**Task requirements**. Only a number is wanted: how many lines of the entries include the string "plant"?

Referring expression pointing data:
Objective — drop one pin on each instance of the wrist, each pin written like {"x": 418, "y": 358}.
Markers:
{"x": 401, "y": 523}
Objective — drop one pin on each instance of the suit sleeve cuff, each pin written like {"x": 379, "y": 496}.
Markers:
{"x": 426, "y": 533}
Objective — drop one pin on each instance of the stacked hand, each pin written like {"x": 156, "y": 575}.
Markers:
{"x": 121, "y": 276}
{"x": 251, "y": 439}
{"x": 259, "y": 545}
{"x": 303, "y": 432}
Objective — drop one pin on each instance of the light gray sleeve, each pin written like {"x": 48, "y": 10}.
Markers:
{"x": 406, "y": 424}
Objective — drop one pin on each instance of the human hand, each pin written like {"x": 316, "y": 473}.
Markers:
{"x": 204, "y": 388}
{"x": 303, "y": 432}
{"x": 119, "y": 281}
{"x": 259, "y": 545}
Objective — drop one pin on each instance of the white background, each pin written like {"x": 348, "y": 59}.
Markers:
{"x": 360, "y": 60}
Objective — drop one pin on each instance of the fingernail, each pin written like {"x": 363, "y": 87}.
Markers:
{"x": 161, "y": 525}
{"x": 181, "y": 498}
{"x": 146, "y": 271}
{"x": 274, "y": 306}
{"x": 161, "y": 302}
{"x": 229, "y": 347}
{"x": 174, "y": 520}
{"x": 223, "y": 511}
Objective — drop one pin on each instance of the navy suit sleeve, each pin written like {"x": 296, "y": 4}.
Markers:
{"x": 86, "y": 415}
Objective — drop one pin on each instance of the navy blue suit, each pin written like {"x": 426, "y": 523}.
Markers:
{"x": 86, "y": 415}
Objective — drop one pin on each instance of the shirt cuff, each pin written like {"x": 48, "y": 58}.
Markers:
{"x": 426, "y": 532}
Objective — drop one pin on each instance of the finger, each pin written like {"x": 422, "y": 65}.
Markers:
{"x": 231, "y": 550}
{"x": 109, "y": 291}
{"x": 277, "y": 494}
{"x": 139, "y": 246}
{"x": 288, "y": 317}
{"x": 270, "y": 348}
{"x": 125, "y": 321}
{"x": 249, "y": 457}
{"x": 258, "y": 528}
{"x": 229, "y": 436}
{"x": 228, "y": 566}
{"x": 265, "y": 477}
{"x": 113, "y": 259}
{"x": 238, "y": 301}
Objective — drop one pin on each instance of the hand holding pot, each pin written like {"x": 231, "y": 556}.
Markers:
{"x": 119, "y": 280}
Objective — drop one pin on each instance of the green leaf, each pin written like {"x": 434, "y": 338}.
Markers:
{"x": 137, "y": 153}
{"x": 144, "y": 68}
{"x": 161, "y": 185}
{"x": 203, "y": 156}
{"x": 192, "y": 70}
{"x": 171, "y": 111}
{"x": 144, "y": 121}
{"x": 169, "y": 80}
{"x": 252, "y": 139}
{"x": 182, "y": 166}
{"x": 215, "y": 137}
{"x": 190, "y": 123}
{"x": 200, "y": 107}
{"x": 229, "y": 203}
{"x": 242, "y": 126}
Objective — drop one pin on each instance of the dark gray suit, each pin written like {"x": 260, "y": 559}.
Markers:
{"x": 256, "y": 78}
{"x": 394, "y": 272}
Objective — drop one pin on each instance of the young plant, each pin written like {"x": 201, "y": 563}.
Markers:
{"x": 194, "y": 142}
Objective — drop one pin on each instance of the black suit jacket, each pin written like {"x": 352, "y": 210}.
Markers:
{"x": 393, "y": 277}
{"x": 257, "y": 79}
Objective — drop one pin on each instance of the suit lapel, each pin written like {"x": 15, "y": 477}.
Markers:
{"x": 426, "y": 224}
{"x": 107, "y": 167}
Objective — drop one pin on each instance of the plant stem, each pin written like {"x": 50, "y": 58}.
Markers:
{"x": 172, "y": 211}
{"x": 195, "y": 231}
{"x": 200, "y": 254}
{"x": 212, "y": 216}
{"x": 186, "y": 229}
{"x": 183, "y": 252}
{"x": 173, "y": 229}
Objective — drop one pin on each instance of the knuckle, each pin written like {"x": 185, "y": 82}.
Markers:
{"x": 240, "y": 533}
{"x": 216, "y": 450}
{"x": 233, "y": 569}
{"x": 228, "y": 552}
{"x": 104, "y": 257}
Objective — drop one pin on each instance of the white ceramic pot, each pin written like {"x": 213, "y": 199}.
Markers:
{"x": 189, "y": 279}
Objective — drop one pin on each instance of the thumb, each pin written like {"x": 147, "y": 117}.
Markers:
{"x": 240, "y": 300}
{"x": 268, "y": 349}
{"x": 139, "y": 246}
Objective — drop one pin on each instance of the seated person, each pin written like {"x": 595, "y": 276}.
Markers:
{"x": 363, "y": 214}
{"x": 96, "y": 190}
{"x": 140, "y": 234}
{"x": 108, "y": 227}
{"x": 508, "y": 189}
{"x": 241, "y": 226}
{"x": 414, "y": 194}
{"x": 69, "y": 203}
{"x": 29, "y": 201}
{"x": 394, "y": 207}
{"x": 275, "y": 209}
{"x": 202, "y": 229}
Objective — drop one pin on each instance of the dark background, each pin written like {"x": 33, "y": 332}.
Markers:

**Response area**. 2